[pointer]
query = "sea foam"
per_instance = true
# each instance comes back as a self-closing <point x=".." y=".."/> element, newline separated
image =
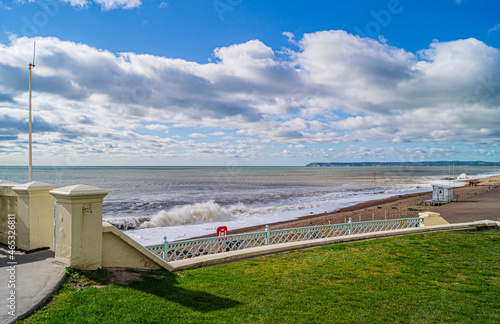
<point x="191" y="214"/>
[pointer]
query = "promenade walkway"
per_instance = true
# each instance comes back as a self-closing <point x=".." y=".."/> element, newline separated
<point x="481" y="207"/>
<point x="35" y="276"/>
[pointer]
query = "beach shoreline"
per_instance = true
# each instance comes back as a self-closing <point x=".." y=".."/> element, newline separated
<point x="398" y="201"/>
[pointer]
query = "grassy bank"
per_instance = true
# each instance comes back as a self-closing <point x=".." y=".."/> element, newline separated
<point x="438" y="277"/>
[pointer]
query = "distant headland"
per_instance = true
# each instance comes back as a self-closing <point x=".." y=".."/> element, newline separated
<point x="424" y="163"/>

——————

Exercise details: All of the lines above must be printed again exactly, and no picture may appear in the copy.

Output of the exercise:
[pointer]
query = "sea foam"
per_instance = true
# each instance comes back as a self-closing <point x=".." y=".."/> element, newline separated
image =
<point x="191" y="214"/>
[pointer]
query = "promenade walkway"
per_instance = true
# each instance comes back as a self-closing <point x=".." y=".."/> element, newline separated
<point x="481" y="207"/>
<point x="35" y="276"/>
[pointer]
query = "beach shoreline"
per_instance = true
# each instance comes back as a self-closing <point x=".." y=".."/> element, newline separated
<point x="398" y="201"/>
[pointer]
query = "grassy bank"
per_instance = true
# each instance comes back as a self-closing <point x=".." y=".."/> element, newline separated
<point x="438" y="277"/>
[pointer]
query = "distant headland"
per_instance = true
# each instance comes back as a self-closing <point x=".." y=".."/> element, newline separated
<point x="424" y="163"/>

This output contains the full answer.